Task requirements
Repeat the prazosin trial abstract starting with "Trial of Prazosin" and going on through "in military veterans.", and substitute "bad dreams" for "nightmares" throughout.

Trial of Prazosin for Post-Traumatic Stress Disorder in Military Veterans
BACKGROUND: In randomized trials, prazosin, an α1-adrenoreceptor antagonist, has been effective in alleviating nightmares associated with post-traumatic stress disorder (PTSD) in military veterans.
METHODS: We recruited veterans from 13 Department of Veterans Affairs medical centers who had chronic PTSD and reported frequent nightmares. Participants were randomly assigned to receive prazosin or placebo for 26 weeks; the drug or placebo was administered in escalating divided doses over the course of 5 weeks to a daily maximum of 20 mg in men and 12 mg in women. After week 10, participants continued to receive prazosin or placebo in a double-blind fashion for an additional 16 weeks. The three primary outcome measures were the change in score from baseline to 10 weeks on the Clinician-Administered PTSD Scale (CAPS) item B2 (“recurrent distressing dreams”; scores range from 0 to 8, with higher scores indicating more frequent and more distressing dreams); the change in score from baseline to 10 weeks on the Pittsburgh Sleep Quality Index (PSQI; scores range from 0 to 21, with higher scores indicating worse sleep quality); and the Clinical Global Impression of Change (CGIC) score at 10 weeks (scores range from 1 to 7, with lower scores indicating greater improvement and a score of 4 indicating no change).
RESULTS: A total of 304 participants underwent randomization; 152 were assigned to prazosin, and 152 to placebo. At 10 weeks, there were no significant differences between the prazosin group and the placebo group in the mean change from baseline in the CAPS item B2 score (between-group difference, 0.2; 95% confidence interval [CI], −0.3 to 0.8; P = 0.38), in the mean change in PSQI score (between-group difference, 0.1; 95% CI, −0.9 to 1.1; P = 0.80), or in the CGIC score (between-group difference, 0; 95% CI, −0.3 to 0.3; P = 0.96). There were no significant differences in these measures at 26 weeks (a secondary outcome) or in other secondary outcomes. At 10 weeks, the mean difference between the prazosin group and the placebo group in the change from baseline in supine systolic blood pressure was a decrease of 6.7 mm Hg. The adverse event of new or worsening suicidal ideation occurred in 8% of the participants assigned to prazosin versus 15% of those assigned to placebo.
CONCLUSIONS: In this trial involving military veterans who had chronic PTSD, prazosin did not alleviate distressing dreams or improve sleep quality. (Funded by the Department of Veterans Affairs Cooperative Studies Program; PACT ClinicalTrials.gov number, NCT00532493.)

Extracted rows
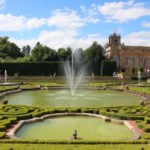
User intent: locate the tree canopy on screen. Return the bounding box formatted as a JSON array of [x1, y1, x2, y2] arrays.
[[0, 37, 105, 62]]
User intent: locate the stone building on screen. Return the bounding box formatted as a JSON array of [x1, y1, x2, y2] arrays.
[[105, 33, 150, 71]]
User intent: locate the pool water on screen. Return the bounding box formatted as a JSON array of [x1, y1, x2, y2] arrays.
[[0, 90, 143, 107], [16, 116, 133, 140]]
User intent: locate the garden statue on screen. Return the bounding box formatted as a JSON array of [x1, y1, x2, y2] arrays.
[[73, 130, 77, 140]]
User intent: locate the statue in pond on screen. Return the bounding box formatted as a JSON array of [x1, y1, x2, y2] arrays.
[[3, 100, 8, 105], [73, 130, 77, 140]]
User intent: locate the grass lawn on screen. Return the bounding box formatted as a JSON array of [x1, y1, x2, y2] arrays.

Written response
Trial of Prazosin for Post-Traumatic Stress Disorder in Military Veterans
BACKGROUND: In randomized trials, prazosin, an α1-adrenoreceptor antagonist, has been effective in alleviating bad dreams associated with post-traumatic stress disorder (PTSD) in military veterans.